- FRAGMENTO DEL TEXTO:
El sabio que dialogó con la vida
Cuando muere un hombre sabio, un pedazo de la humanidad queda huérfano; y un dolor agudo, sereno y profundo, se palpa en el punto donde se cruzan el intelecto y el sentimiento. Eso fue lo que sentí el sábado, cuando pasaba frente a la pobreza descalza de la Boquilla, y supe que el profesor Guillermo Hoyos (el Guillo amigo) había muerto.
El viaje de Guillermo estaba anunciado, pero eso no lo hace ni menos triste ni menos grave, para la conciencia moral de un país como el nuestro. La voz de Guillermo fue la voz de la sabiduría, de la ética civil, de la construcción de una sociedad correcta.
Nunca ocultó su rechazo a la doble moral, a la hipocresía, al "silencio de los inocentes" y a las voces de conveniencia que tantas veces emiten los altos jerarcas de la política, la Iglesia y los monopolios.

- EJERCICIO PROPUESTO: Transcribe, por favor, el pasaje del texto anterior sobre el profesor Guillermo Hoyos que va de "El viaje de" a "y los monopolios.".

- Registros de cuadros delimitadores:

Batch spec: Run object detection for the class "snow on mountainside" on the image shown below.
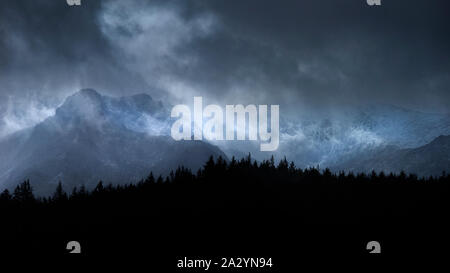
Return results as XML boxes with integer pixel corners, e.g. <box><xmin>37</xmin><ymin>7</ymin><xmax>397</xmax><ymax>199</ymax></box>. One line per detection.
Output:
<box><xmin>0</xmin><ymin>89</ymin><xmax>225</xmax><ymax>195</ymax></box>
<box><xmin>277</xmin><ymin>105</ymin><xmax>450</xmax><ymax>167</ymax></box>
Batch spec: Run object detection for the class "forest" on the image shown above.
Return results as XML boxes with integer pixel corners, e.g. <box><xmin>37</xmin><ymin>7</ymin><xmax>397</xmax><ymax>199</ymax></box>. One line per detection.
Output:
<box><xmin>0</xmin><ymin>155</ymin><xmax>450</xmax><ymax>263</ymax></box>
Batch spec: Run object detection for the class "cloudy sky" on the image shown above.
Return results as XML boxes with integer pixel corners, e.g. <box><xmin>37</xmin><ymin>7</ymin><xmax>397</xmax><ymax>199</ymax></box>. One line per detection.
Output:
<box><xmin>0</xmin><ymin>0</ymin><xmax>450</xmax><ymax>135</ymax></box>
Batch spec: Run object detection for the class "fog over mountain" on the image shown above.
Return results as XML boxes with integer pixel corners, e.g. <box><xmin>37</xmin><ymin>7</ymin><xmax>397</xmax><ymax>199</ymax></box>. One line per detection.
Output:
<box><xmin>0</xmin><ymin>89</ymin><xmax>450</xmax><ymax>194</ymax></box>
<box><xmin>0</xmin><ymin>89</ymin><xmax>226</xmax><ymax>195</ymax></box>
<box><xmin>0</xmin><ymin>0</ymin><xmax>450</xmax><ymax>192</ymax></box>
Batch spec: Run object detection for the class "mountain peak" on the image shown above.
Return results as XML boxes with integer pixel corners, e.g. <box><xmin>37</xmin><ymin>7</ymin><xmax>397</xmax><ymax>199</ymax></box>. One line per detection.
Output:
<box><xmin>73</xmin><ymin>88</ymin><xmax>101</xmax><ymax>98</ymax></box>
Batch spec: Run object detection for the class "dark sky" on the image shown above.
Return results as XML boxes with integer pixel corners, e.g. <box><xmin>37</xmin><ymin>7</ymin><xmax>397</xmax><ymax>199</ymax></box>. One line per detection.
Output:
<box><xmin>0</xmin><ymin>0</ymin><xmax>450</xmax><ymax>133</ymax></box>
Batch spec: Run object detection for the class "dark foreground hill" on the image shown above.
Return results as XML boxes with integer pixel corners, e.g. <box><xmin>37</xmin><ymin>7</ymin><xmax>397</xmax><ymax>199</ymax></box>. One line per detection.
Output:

--

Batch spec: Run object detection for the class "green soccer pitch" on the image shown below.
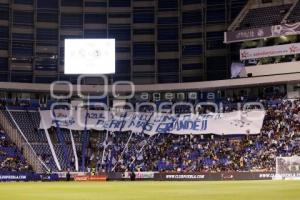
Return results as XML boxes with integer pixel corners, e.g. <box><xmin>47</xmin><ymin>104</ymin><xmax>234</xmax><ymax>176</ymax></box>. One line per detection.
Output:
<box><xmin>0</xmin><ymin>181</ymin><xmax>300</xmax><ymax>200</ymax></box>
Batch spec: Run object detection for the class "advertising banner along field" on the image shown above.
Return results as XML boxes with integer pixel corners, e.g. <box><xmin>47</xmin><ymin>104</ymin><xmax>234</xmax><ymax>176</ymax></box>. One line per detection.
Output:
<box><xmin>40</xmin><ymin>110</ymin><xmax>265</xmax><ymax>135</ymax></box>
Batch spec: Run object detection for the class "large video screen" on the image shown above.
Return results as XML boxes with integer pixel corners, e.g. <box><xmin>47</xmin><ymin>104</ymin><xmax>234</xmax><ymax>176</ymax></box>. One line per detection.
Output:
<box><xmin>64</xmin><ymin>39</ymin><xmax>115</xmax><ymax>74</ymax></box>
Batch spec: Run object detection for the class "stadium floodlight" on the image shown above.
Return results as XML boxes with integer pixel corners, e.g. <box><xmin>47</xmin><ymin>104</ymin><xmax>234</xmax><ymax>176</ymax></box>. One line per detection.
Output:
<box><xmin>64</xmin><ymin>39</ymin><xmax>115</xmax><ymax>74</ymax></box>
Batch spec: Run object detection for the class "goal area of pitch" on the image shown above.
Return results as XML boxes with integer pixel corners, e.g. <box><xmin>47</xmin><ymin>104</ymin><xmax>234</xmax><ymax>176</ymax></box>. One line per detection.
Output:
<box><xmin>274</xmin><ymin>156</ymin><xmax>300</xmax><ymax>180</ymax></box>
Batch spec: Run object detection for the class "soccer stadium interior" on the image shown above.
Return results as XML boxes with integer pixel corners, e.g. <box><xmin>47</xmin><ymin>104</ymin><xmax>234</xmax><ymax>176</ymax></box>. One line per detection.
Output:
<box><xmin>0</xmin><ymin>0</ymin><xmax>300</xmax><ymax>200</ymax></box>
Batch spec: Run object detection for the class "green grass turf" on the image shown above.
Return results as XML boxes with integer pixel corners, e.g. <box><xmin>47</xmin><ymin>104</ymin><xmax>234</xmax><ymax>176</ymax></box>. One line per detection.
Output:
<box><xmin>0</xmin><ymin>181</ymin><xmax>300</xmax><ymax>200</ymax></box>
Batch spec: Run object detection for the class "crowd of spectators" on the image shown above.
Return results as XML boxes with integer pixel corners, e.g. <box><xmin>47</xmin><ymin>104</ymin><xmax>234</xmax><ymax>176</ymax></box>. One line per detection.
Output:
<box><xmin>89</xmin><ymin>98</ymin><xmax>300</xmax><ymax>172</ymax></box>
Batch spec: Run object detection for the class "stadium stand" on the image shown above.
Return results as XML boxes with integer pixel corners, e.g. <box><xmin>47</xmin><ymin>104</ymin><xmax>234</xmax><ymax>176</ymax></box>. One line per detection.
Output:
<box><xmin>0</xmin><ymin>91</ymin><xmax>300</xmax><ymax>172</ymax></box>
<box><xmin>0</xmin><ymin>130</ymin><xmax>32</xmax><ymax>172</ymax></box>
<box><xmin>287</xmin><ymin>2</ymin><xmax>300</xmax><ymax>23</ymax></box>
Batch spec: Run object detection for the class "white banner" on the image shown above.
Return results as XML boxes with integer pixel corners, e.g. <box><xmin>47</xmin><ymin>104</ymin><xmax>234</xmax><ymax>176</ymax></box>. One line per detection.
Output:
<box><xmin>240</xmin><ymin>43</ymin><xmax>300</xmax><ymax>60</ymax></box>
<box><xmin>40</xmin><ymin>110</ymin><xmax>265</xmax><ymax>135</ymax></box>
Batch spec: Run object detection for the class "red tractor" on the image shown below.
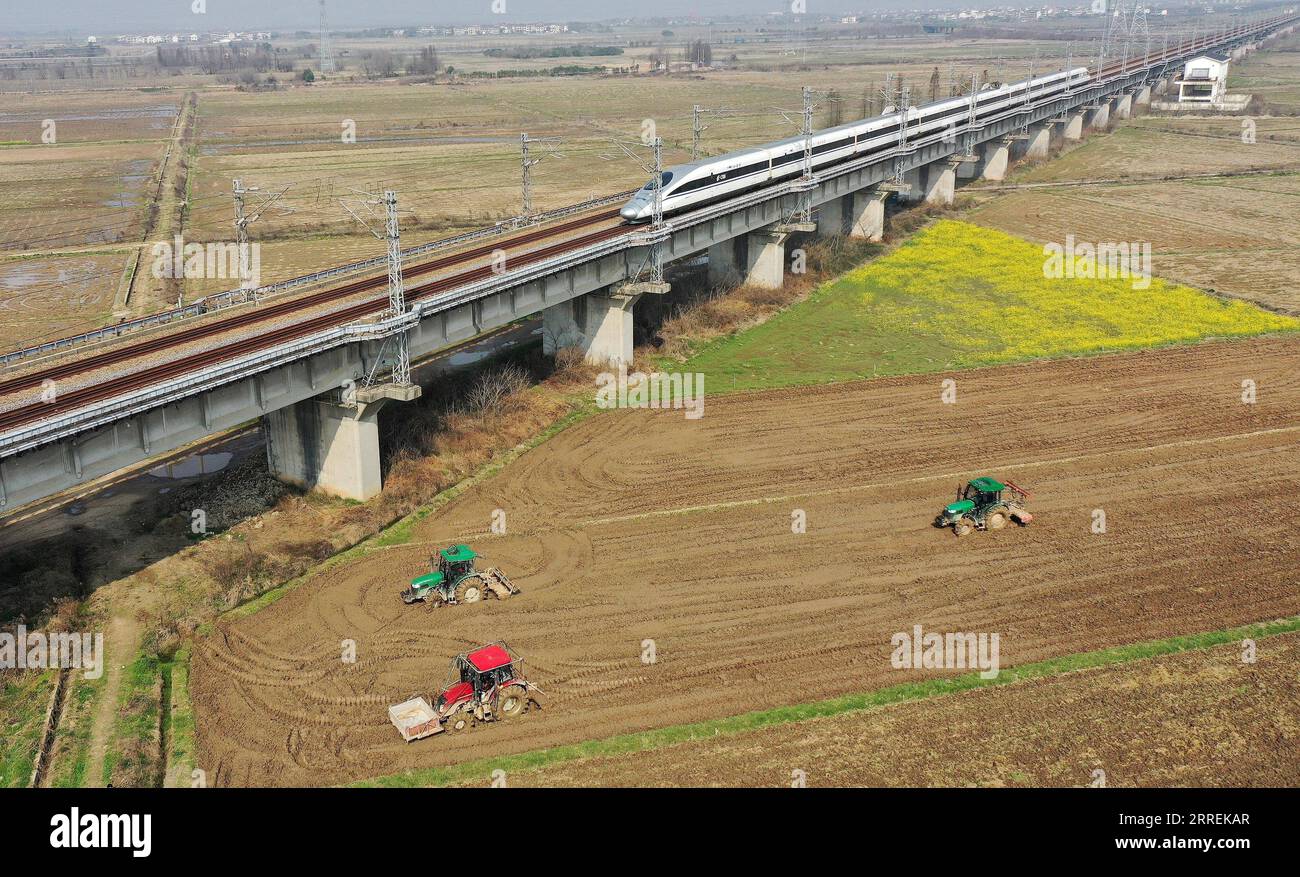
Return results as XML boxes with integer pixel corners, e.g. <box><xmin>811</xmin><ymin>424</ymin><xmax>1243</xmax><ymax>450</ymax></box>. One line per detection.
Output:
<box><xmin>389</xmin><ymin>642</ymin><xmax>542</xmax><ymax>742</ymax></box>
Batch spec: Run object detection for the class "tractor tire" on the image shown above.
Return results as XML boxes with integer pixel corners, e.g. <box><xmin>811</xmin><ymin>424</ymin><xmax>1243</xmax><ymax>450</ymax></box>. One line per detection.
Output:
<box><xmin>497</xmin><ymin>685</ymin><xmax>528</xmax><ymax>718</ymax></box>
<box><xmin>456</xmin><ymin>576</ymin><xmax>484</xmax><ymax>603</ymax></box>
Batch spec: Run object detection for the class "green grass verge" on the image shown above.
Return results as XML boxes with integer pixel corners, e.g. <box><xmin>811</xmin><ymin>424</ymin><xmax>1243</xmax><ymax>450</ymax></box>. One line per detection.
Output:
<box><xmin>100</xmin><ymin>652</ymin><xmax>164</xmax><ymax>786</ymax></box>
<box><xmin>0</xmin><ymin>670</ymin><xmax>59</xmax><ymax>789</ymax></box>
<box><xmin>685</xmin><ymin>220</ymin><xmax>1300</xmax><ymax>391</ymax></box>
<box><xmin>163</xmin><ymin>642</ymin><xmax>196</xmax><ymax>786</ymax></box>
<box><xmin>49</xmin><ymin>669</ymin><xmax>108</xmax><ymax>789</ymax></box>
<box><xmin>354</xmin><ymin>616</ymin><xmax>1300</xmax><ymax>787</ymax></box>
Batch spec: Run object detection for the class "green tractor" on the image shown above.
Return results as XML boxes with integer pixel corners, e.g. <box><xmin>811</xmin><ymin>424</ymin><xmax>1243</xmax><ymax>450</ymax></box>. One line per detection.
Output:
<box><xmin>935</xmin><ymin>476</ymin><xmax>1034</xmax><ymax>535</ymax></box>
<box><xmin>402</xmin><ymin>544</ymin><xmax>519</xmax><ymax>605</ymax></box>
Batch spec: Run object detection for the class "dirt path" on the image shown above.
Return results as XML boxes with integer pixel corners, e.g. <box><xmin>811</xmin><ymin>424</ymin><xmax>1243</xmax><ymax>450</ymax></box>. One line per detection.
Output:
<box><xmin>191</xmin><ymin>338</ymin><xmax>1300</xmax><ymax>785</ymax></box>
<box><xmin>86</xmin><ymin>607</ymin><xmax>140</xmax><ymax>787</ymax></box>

- EJERCICIO RESUELTO:
El viaje de Guillermo estaba anunciado, pero eso no lo hace ni menos triste ni menos grave, para la conciencia moral de un país como el nuestro. La voz de Guillermo fue la voz de la sabiduría, de la ética civil, de la construcción de una sociedad correcta.
Nunca ocultó su rechazo a la doble moral, a la hipocresía, al "silencio de los inocentes" y a las voces de conveniencia que tantas veces emiten los altos jerarcas de la política, la Iglesia y los monopolios.